Text:
-----

The paper identifies different types of employees, that cope with these challenges in different ways. The humanists often consider the prevalent activation policies and working conditions to be unsuitable to adequately fulfil the organization’s tasks and to address the clients’ needs. They try to compensate for this through making extra efforts that follow an own professional notion of quality work. In contrast, the activators, consider activation policies as generally suitable to fulfil the organization’s tasks. However, in order to be able to implement them with conviction, they develop their own interpretations by drawing on personal values and life experiences. While the two types have different coping strategies, they both make strong efforts that go beyond what they are formally required to do. They, thereby, contribute to the organization’s everyday resilience, that allows it to respond to chronic everyday challenges (Barasa et al.,2018:500).

Paradoxically, the strength in this dimension of resilience is linked to problems in other dimensions. Adaptive resilience occurs when organizations develop new capacities in response to emergent situations, while planned resilience refers to precautions that are taken ahead of a crisis (Barasa et al.,2018:497). Since the employees often overexert themselves in their efforts for everyday resilience, they have less capacity to contribute to the organization’s adaptive resilience. Furthermore, they feel that their efforts are often not valued by the organization and that their feedback is not sufficiently taken into account in change processes. Thus, while the employees’ experiences with everyday resilience could be used in order to strengthen planned resilience, this potential is often left unused.

-----

Exercise 1: According to the text on employee resilience, what does planned resilience refer to?
Exercise 2: Rewrite the paragraph of the text on employee resilience that begins "Paradoxically, the strength in this dimension" as a short list of its main points.
The lines after this text are from an unrelated source.

-----

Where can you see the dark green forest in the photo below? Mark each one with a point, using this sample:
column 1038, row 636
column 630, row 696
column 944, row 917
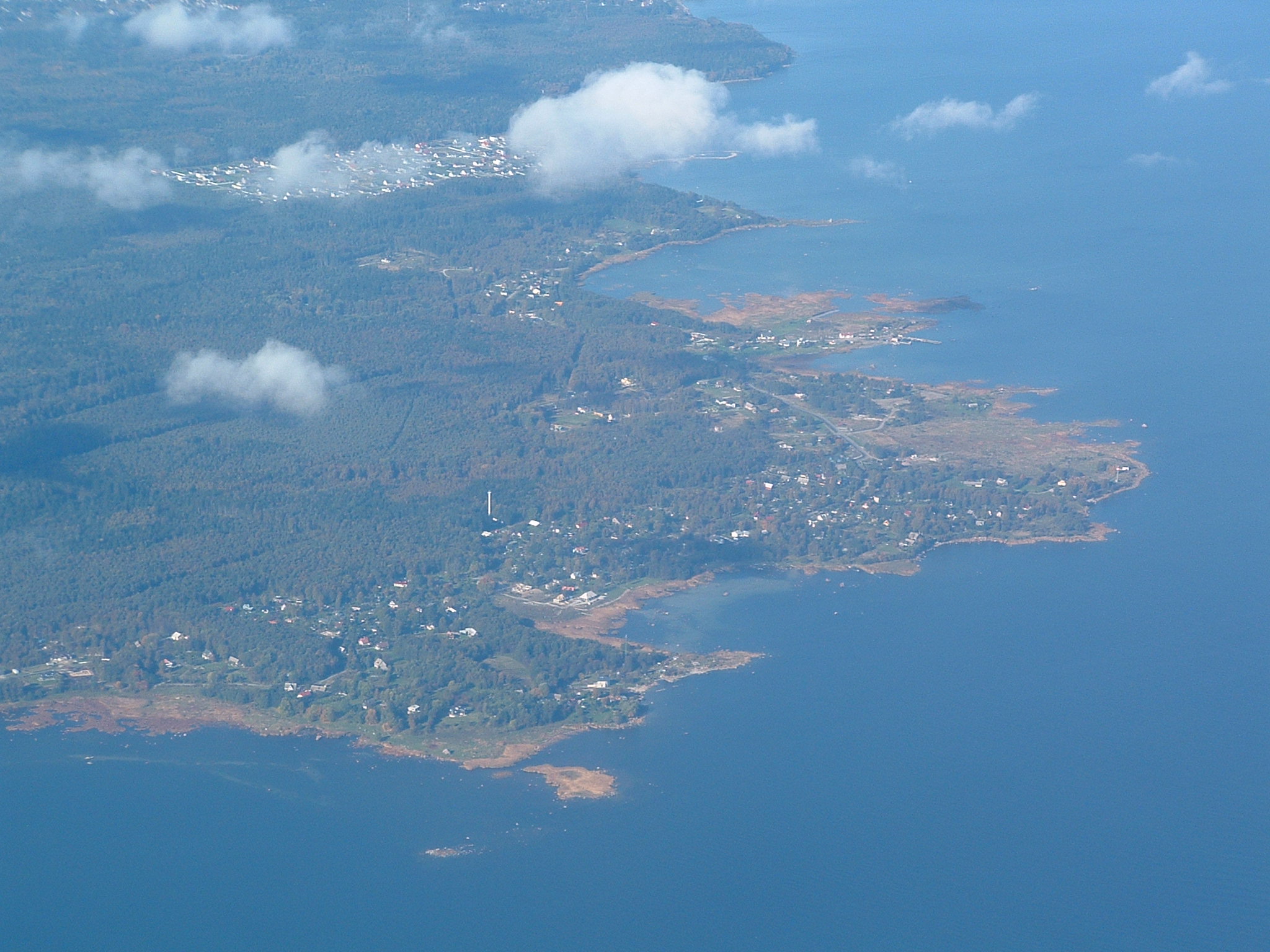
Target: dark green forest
column 347, row 566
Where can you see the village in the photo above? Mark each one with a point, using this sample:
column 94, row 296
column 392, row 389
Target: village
column 371, row 169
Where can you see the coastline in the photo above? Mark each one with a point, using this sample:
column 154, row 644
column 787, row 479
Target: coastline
column 626, row 257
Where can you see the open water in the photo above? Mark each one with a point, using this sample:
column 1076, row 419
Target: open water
column 1044, row 748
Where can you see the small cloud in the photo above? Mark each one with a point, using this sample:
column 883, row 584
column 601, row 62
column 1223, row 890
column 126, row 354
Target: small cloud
column 948, row 113
column 277, row 376
column 1150, row 161
column 73, row 24
column 432, row 30
column 304, row 167
column 175, row 29
column 790, row 138
column 1192, row 79
column 884, row 173
column 642, row 113
column 128, row 179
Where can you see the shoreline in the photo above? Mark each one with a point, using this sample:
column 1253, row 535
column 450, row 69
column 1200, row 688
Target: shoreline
column 628, row 257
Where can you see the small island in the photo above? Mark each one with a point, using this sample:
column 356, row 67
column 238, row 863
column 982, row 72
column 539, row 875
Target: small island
column 575, row 782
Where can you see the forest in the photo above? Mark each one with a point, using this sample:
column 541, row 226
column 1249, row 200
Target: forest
column 497, row 438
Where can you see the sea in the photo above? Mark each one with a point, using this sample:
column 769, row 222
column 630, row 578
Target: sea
column 1052, row 748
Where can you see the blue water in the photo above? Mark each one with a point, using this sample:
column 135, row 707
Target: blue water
column 1047, row 748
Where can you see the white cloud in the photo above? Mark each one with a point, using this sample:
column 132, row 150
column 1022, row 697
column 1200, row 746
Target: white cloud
column 642, row 113
column 938, row 116
column 1192, row 79
column 432, row 29
column 277, row 376
column 174, row 27
column 886, row 173
column 73, row 24
column 304, row 167
column 128, row 179
column 1148, row 161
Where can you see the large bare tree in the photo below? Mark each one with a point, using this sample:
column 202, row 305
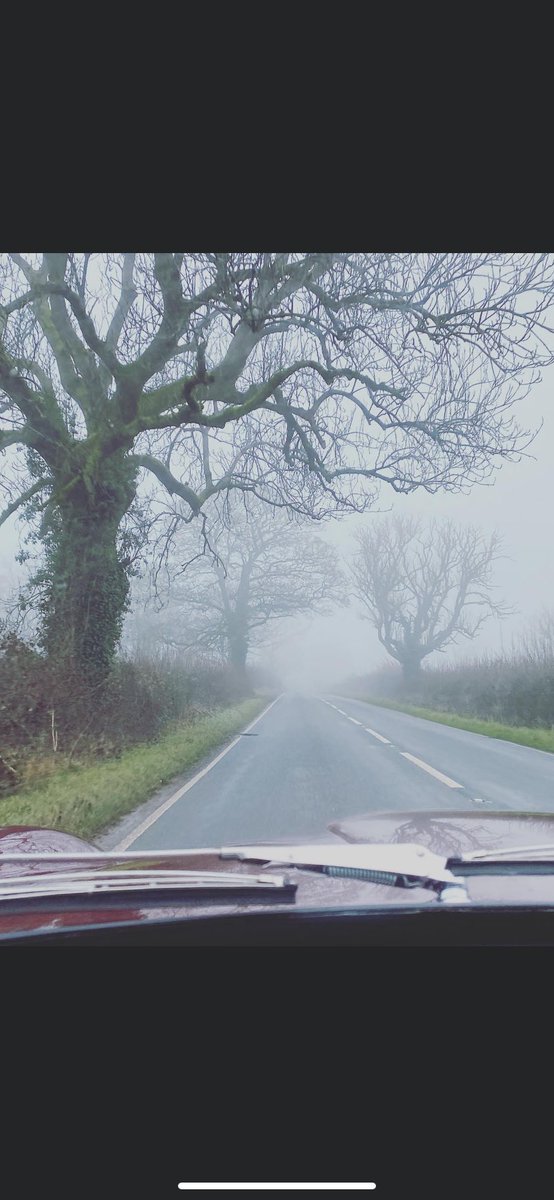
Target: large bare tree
column 252, row 569
column 305, row 379
column 423, row 587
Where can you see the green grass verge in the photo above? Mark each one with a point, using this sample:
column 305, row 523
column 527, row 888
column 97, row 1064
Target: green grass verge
column 84, row 799
column 525, row 736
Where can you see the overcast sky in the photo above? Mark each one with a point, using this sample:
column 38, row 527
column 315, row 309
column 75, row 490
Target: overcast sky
column 518, row 504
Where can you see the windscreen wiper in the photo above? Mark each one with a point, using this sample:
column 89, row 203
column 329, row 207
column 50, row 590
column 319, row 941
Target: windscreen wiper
column 403, row 865
column 534, row 859
column 214, row 883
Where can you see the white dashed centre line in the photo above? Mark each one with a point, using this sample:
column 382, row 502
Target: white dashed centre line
column 431, row 771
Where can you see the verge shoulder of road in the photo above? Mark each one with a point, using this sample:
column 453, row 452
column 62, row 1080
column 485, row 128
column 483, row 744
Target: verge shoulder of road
column 85, row 799
column 523, row 735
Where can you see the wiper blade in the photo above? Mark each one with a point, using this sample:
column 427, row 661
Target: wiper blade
column 67, row 883
column 403, row 865
column 512, row 859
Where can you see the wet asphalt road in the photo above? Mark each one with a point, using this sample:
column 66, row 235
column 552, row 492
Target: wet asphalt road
column 312, row 760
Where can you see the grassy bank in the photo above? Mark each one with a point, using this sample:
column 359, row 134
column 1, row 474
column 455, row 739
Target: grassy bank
column 85, row 798
column 539, row 739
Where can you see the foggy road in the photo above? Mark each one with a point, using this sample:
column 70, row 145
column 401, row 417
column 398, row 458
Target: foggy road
column 311, row 760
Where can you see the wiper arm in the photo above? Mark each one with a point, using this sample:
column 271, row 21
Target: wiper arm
column 534, row 859
column 67, row 883
column 403, row 865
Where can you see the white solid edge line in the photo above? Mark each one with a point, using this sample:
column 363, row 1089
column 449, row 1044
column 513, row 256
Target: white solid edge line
column 186, row 787
column 425, row 766
column 375, row 735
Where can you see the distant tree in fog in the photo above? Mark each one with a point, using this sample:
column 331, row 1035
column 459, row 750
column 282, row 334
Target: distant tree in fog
column 254, row 569
column 306, row 379
column 423, row 587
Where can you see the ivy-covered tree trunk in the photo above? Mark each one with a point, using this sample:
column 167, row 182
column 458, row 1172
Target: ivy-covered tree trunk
column 239, row 651
column 411, row 671
column 85, row 583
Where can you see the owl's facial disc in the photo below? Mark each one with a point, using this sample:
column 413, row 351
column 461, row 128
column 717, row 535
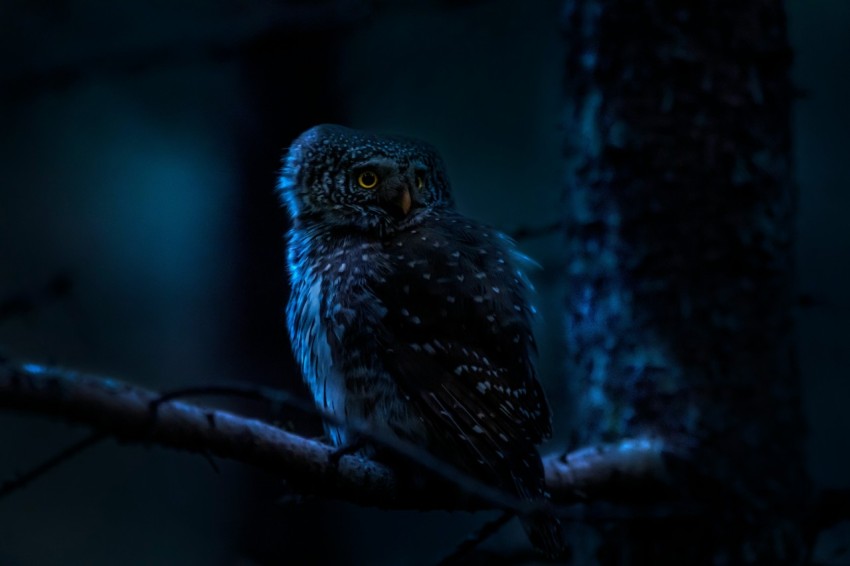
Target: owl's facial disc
column 395, row 185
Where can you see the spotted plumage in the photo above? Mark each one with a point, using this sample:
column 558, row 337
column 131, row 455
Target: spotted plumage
column 409, row 317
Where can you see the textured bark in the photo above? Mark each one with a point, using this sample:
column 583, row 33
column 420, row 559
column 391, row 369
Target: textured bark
column 680, row 277
column 613, row 472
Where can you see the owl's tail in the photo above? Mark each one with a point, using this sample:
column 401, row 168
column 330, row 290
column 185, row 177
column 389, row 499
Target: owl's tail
column 543, row 528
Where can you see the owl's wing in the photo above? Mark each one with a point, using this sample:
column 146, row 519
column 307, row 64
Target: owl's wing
column 460, row 346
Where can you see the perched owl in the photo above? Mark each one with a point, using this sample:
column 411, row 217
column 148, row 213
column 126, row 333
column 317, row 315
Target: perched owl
column 409, row 317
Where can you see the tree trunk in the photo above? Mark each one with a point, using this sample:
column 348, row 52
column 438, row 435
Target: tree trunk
column 680, row 271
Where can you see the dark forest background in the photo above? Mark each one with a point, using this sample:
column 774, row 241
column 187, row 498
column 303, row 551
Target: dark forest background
column 139, row 146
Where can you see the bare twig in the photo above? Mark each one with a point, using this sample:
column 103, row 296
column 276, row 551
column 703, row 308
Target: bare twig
column 34, row 473
column 124, row 411
column 526, row 232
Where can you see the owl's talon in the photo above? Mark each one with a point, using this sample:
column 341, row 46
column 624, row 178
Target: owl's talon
column 344, row 450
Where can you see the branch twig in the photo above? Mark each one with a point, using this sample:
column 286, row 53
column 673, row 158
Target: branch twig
column 124, row 411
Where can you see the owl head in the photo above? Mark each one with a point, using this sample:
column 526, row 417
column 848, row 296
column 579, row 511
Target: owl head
column 338, row 176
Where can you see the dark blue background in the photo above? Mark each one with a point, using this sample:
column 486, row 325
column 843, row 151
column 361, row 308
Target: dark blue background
column 139, row 143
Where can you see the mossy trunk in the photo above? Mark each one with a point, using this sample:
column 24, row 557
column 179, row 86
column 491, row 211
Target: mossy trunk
column 680, row 298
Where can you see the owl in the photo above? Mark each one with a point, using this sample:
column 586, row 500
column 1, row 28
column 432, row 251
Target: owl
column 409, row 317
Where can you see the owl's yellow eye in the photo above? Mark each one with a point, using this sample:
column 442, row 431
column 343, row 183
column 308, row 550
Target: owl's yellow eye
column 367, row 179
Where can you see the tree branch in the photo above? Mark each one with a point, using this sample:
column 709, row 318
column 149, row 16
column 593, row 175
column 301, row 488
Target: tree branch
column 125, row 412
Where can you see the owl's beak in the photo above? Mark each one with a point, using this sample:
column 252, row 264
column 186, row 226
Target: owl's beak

-----

Answer space 1: Planned resilience refers to precautions that are taken ahead of a crisis.

Answer space 2:
- Strength in everyday resilience is linked to problems in other dimensions of resilience.
- Adaptive resilience means developing new capacities in response to emergent situations; planned resilience means taking precautions ahead of a crisis.
- Employees often overexert themselves for everyday resilience, leaving them less capacity for adaptive resilience.
- They feel the organization often does not value their efforts and does not sufficiently consider their feedback in change processes.
- Their experience with everyday resilience could strengthen planned resilience, but this potential often goes unused.